Task goal: Your answer should contain each record from the listing, repeated exactly.

Exercise data:

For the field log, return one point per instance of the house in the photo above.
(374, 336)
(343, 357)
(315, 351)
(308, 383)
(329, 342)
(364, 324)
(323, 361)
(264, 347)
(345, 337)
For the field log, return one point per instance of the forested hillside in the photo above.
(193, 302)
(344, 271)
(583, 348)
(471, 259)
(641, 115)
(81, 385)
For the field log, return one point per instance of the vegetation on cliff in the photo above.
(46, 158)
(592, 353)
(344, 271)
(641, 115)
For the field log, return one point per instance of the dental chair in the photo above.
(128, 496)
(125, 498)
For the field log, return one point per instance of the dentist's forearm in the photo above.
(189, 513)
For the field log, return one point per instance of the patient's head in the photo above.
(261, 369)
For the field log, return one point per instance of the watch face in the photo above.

Exercise output:
For the field log, return one point per instance of the house in the photo above.
(374, 336)
(343, 357)
(315, 351)
(308, 383)
(329, 342)
(364, 324)
(323, 361)
(264, 347)
(345, 337)
For the field log, return one point per instance of the forested hillside in the photo above.
(193, 302)
(344, 271)
(583, 348)
(471, 259)
(641, 115)
(81, 385)
For the field log, return one point per instance of the vegetation on cliff in the photo above.
(46, 158)
(592, 353)
(344, 271)
(641, 115)
For the field log, return one point per instance of the dental chair in the photo above.
(128, 496)
(125, 498)
For the field log, return one point per instance of the dentist's forearm in the photo above.
(189, 513)
For the field log, return one point per instance of the patient's head in the photo above.
(261, 369)
For the field log, return one point per instance of the watch face in the photo above.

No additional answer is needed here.